▶ [DATA SUPPLIED]
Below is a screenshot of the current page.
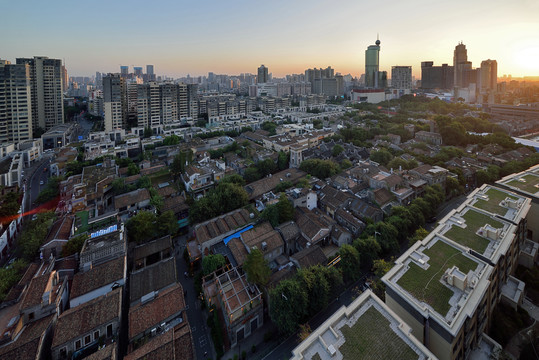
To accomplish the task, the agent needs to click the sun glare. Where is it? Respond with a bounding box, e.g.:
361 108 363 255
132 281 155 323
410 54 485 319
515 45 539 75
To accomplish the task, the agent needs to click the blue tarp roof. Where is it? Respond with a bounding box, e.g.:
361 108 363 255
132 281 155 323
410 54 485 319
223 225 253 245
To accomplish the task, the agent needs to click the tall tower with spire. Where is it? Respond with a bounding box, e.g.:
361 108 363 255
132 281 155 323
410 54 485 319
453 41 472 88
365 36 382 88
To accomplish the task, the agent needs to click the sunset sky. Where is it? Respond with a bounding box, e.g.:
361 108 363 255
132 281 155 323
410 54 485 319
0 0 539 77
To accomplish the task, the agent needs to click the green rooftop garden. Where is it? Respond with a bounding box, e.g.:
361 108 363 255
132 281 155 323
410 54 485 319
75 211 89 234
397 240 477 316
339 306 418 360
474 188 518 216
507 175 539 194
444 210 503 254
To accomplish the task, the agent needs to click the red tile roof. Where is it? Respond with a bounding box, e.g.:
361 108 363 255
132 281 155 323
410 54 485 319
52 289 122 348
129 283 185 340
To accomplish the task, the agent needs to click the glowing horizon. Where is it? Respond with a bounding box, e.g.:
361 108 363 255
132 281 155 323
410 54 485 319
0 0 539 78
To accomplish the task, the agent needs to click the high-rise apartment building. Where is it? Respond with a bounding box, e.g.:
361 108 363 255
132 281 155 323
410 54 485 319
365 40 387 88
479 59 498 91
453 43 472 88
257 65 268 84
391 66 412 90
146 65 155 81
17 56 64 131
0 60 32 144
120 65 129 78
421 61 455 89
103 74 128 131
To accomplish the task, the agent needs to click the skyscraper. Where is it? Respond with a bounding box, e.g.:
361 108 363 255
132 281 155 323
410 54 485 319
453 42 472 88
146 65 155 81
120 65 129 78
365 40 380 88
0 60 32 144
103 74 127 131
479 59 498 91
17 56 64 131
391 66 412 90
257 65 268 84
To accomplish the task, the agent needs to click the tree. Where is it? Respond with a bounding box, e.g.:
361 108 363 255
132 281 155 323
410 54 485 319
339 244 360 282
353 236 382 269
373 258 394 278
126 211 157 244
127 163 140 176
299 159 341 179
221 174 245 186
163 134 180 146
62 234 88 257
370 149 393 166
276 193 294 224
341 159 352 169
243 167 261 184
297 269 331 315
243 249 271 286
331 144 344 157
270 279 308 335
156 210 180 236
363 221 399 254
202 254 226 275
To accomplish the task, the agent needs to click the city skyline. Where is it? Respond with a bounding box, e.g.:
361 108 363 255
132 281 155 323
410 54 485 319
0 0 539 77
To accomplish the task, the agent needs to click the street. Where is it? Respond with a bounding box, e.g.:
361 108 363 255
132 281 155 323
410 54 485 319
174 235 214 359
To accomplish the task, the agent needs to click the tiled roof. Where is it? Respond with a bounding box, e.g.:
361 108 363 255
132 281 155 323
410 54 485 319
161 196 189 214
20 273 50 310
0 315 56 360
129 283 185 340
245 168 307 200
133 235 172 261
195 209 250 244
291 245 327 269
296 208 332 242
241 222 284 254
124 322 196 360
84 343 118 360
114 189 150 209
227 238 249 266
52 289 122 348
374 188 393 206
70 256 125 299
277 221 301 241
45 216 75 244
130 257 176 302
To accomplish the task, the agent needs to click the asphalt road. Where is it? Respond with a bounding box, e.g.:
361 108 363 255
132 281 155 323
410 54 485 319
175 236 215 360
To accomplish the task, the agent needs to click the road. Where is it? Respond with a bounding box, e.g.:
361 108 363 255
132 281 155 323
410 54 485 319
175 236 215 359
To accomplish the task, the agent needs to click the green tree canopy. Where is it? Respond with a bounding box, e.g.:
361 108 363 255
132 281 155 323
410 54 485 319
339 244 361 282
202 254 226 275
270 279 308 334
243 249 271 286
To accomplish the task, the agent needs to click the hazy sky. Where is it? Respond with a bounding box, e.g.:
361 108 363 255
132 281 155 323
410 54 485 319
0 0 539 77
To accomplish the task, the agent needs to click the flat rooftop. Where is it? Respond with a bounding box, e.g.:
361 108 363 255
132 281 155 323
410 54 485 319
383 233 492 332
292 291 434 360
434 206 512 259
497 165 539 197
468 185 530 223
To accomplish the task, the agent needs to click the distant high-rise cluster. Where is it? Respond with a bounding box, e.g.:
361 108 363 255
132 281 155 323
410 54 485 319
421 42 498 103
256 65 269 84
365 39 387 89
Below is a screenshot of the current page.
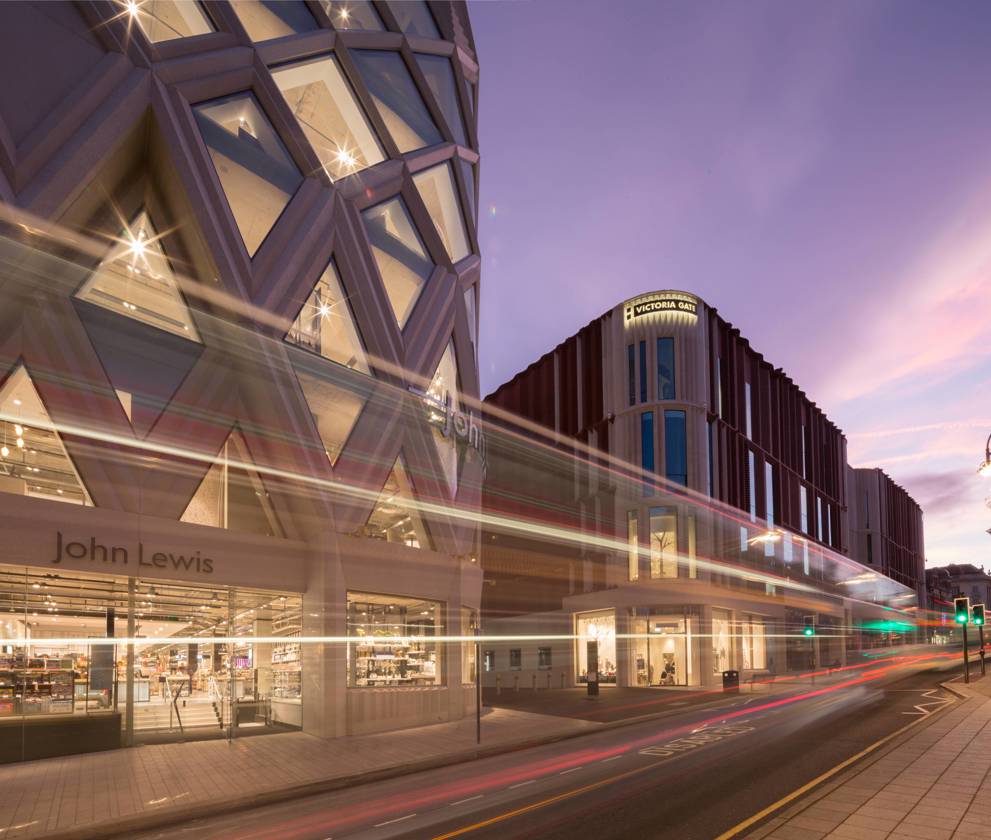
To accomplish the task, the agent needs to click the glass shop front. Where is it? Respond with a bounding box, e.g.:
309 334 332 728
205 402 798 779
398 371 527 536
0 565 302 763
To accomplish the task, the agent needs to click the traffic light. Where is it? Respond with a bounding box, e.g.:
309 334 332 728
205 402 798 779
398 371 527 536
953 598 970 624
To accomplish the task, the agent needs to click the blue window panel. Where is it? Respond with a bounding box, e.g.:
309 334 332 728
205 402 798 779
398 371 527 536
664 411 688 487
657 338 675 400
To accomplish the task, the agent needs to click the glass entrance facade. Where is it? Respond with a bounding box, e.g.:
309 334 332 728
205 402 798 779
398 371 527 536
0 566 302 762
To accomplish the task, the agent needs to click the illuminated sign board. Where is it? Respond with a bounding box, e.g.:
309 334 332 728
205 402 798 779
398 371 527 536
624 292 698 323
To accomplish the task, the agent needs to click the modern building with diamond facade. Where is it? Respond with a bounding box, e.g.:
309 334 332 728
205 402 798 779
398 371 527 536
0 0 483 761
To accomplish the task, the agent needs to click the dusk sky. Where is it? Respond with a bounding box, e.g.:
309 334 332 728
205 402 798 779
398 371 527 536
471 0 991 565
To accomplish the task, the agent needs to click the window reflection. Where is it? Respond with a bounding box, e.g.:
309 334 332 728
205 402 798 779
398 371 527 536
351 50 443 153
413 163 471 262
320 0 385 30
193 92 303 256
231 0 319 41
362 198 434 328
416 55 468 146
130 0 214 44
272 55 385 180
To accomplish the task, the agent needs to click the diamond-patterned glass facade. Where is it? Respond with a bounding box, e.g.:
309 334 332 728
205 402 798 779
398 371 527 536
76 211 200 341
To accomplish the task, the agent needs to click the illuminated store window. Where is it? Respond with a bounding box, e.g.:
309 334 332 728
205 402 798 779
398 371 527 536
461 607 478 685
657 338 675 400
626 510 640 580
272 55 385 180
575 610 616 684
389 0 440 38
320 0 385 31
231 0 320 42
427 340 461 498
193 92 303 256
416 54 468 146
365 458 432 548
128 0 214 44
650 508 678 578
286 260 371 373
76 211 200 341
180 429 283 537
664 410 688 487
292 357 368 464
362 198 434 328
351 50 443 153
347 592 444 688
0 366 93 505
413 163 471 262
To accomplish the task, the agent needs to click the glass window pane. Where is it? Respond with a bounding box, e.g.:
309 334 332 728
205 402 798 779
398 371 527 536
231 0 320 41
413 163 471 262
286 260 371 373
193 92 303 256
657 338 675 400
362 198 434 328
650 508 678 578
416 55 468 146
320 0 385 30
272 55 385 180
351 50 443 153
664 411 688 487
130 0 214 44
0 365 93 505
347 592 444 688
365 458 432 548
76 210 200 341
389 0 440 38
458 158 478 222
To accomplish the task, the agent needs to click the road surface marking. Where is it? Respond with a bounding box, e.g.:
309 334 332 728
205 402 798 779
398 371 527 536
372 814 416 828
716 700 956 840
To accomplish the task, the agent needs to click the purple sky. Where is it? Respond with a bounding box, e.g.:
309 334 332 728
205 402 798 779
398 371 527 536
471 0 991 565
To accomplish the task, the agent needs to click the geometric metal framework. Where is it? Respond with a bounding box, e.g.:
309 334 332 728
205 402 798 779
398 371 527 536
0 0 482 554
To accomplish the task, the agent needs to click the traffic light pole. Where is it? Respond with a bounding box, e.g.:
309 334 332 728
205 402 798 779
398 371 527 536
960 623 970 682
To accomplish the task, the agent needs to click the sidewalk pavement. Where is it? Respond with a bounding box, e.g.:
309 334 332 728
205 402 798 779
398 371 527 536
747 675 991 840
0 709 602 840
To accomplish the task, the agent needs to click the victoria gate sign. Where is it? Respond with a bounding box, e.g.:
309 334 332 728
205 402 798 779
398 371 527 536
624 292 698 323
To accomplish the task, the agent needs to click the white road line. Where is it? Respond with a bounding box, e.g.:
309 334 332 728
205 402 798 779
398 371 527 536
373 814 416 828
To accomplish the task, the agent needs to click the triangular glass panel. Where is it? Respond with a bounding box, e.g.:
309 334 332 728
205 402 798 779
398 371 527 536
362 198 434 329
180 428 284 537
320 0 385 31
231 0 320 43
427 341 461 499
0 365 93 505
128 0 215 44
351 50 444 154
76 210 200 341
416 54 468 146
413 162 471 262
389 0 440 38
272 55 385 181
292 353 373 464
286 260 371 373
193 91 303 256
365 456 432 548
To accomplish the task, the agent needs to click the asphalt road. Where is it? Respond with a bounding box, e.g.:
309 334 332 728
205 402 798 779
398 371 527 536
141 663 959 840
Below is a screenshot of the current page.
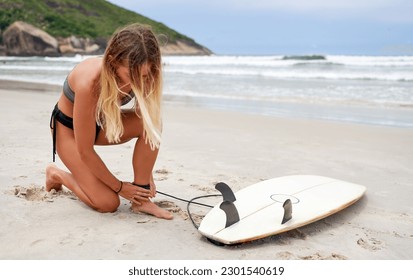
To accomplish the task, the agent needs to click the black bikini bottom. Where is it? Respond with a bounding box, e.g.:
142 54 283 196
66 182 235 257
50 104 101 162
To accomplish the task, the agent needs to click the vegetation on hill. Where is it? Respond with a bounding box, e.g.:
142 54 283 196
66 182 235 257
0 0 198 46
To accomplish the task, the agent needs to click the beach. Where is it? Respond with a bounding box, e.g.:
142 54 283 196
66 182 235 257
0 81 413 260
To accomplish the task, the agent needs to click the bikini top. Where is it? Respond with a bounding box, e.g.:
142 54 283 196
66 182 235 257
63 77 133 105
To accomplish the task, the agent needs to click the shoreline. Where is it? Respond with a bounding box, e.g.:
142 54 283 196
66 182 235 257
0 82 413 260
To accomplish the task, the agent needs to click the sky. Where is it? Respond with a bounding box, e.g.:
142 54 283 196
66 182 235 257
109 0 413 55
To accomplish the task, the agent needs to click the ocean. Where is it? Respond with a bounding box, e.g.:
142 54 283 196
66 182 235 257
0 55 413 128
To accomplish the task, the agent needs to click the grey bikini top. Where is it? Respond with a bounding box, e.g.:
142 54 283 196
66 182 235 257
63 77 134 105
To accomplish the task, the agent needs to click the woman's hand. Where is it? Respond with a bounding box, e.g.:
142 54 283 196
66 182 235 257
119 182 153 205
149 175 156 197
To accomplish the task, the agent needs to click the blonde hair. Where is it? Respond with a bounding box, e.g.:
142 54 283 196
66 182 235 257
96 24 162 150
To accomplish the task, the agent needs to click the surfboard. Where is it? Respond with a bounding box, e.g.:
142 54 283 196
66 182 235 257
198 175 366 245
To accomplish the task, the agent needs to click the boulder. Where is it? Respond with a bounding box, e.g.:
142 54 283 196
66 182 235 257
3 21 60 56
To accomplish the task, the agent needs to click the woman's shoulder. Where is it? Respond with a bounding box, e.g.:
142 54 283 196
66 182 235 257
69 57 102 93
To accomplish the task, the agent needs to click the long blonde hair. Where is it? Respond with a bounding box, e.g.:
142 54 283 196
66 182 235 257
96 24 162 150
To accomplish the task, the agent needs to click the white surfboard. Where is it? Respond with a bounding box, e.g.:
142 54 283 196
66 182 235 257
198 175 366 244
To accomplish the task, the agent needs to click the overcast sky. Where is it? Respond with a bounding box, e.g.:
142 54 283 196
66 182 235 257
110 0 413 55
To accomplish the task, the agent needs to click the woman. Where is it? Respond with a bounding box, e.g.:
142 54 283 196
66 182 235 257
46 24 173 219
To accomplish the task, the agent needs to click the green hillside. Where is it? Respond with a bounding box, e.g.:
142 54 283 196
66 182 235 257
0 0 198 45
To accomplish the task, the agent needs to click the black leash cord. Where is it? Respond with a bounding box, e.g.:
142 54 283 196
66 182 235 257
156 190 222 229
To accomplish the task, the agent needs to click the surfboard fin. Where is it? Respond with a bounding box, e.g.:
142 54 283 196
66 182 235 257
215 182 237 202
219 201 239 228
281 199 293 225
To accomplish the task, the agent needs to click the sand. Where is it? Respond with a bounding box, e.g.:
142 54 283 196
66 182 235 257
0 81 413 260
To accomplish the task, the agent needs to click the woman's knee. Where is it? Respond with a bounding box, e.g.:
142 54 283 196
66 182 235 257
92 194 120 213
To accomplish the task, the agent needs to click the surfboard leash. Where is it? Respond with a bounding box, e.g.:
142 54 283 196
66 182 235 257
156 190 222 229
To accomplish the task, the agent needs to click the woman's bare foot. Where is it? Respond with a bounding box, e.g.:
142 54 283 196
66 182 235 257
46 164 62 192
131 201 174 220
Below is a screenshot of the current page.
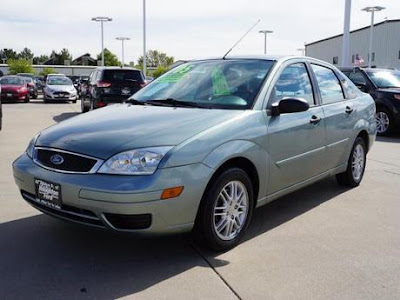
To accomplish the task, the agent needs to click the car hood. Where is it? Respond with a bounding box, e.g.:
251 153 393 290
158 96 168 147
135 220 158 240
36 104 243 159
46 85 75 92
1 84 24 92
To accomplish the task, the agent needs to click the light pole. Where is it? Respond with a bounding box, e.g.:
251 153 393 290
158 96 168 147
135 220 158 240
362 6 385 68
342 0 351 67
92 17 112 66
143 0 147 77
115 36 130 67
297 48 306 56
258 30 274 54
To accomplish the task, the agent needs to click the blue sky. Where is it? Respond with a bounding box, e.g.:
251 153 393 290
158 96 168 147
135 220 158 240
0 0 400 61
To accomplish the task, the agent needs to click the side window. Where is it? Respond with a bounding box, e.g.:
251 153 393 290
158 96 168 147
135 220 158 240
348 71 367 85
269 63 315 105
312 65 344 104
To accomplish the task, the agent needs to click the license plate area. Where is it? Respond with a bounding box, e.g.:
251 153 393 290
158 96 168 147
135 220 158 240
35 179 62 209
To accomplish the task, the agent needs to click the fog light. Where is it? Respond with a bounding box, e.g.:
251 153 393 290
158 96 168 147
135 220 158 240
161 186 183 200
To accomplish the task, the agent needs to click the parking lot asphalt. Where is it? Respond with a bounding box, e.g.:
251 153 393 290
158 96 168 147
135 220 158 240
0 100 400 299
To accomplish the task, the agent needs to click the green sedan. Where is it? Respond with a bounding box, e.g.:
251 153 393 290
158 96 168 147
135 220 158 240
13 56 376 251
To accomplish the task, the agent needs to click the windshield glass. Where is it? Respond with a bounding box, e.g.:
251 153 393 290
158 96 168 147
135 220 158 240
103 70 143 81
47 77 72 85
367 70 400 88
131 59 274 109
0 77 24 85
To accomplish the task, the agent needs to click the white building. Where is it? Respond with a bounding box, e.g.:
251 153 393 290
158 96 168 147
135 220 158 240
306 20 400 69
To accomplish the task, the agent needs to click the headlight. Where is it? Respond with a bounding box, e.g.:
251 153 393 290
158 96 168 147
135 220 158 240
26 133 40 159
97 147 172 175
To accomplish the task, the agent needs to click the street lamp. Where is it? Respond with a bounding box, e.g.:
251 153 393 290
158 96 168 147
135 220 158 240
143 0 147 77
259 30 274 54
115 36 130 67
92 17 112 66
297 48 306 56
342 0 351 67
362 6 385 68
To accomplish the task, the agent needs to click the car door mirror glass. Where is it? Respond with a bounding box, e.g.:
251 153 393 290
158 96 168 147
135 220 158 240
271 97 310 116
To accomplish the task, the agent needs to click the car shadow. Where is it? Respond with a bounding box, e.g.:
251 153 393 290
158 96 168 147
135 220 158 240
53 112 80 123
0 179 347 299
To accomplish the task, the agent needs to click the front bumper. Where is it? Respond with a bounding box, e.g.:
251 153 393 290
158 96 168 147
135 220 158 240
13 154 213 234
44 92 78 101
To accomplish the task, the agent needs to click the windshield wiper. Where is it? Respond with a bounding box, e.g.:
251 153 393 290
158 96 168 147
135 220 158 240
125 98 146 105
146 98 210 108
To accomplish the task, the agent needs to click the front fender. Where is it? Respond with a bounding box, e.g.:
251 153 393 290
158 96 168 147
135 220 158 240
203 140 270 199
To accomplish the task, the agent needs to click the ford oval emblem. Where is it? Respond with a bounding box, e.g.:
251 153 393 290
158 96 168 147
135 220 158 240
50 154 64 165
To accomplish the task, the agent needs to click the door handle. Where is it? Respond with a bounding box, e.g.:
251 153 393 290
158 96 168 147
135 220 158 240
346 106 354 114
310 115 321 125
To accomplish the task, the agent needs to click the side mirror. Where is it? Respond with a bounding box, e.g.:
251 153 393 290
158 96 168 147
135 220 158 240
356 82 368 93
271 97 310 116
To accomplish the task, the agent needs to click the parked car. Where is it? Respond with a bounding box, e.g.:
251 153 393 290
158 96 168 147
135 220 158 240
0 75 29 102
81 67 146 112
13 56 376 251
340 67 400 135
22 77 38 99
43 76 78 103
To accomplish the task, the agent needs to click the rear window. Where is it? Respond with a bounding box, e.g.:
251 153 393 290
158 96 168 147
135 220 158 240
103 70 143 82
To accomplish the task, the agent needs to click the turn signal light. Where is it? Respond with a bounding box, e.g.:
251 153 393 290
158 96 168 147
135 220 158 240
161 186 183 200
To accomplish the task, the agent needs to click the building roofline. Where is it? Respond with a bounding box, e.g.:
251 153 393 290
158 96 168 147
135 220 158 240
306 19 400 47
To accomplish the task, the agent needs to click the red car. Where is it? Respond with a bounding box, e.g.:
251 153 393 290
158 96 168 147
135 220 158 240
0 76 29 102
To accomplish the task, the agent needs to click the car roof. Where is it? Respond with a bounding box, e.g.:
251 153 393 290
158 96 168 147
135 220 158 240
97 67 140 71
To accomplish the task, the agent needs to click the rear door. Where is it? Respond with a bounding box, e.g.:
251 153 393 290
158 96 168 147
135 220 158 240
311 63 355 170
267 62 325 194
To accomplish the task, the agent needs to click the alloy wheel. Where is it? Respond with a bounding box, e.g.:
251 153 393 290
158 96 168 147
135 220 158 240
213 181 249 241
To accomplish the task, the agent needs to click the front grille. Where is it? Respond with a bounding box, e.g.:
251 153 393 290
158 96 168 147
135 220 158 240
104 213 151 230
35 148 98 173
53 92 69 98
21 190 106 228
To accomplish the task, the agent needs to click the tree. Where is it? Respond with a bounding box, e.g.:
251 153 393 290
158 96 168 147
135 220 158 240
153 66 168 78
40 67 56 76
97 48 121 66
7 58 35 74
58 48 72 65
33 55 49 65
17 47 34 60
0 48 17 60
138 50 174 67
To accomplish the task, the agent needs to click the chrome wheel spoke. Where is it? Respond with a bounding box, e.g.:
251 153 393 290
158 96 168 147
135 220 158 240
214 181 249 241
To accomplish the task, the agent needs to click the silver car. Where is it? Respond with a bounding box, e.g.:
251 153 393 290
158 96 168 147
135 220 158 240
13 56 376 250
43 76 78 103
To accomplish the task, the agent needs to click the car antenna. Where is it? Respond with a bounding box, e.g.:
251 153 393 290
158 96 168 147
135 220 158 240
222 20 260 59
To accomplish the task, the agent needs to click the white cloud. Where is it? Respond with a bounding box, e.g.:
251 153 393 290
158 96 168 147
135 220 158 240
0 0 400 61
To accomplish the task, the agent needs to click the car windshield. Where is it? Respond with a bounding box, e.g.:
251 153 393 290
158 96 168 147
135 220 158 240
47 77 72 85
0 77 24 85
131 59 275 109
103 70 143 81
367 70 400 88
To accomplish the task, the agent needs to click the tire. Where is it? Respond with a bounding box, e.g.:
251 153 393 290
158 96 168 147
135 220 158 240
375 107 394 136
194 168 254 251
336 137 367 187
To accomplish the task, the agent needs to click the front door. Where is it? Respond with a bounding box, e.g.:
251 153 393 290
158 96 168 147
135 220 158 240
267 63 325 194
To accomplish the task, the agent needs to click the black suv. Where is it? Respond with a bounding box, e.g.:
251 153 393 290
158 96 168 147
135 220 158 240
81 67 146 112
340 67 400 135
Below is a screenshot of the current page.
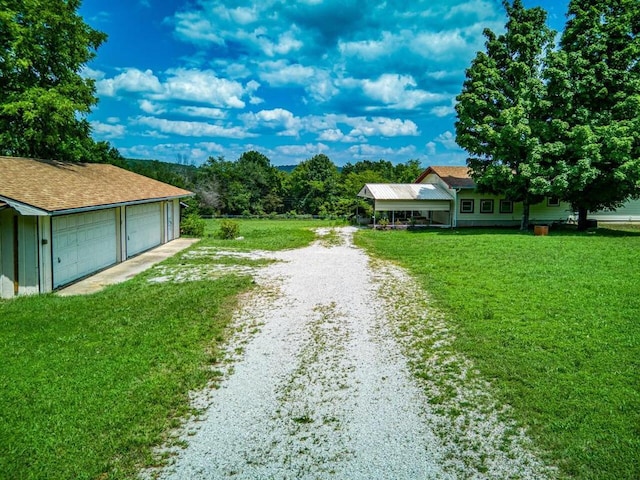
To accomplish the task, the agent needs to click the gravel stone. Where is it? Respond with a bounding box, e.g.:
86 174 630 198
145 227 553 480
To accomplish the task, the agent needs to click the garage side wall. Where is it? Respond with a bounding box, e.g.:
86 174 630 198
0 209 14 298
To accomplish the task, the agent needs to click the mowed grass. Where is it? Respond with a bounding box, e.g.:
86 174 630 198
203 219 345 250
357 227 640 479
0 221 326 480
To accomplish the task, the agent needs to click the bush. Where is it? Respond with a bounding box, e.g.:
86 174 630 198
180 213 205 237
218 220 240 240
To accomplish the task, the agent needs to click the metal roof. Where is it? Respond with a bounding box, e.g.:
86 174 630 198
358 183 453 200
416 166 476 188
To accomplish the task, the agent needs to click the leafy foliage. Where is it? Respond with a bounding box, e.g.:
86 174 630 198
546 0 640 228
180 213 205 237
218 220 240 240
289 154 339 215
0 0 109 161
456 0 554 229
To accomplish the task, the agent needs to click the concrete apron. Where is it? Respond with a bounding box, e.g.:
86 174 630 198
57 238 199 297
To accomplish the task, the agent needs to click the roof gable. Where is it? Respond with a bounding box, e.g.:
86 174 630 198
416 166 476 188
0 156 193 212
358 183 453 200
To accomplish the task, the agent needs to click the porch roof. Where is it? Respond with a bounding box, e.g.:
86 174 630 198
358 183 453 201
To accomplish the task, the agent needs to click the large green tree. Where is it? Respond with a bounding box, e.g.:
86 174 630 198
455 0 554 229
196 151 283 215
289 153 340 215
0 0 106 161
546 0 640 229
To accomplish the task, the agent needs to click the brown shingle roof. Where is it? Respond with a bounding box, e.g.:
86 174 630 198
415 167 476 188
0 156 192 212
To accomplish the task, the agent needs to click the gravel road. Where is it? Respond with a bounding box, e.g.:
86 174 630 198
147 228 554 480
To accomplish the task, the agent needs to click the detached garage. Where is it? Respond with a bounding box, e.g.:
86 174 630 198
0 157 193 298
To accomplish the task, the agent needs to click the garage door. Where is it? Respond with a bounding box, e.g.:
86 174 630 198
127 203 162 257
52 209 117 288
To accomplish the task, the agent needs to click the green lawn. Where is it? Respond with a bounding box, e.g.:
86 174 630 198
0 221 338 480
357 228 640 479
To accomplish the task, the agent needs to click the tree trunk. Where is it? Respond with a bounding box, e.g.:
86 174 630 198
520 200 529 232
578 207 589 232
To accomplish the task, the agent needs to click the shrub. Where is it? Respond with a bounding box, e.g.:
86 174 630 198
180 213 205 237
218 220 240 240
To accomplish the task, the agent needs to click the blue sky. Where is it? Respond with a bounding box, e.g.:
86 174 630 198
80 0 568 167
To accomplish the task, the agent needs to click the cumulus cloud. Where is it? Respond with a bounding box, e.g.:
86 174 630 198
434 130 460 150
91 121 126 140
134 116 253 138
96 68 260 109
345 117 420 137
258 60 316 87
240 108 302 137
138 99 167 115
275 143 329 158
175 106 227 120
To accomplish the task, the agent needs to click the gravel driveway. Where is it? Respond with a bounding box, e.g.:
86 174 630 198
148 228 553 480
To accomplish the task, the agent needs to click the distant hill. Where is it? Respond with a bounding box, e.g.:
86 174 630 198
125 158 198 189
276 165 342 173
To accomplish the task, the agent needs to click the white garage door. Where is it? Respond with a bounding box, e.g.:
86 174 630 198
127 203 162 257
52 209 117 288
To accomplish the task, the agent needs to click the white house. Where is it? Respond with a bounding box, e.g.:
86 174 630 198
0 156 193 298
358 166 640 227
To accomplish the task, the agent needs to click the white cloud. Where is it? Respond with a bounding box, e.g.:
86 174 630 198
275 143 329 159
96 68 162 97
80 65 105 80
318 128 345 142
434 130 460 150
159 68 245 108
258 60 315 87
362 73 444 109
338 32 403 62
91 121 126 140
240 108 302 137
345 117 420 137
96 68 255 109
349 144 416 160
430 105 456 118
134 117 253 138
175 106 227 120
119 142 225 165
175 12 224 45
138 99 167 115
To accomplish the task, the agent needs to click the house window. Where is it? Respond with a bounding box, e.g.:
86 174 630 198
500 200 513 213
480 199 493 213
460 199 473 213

▶ [EXERCISE DETAILS] Reproduce verbatim the stretch of the listing from the line containing "To accomplish the task, the agent needs to click the alloy" through the line containing "21 190 106 228", both included.

▶ [COMPLETED EXERCISE]
To accomplish the task, the agent needs to click the alloy wheel. Where is it? Respond with a bounding box, e.g.:
251 153 393 290
158 96 168 147
135 220 158 240
213 181 249 241
To accomplish the task, the agent needs to click the front grille. Where is it? Respond with a bounding box, e.g.:
251 153 393 290
158 96 168 147
135 220 158 240
104 213 151 230
35 148 98 173
53 92 69 98
21 190 106 228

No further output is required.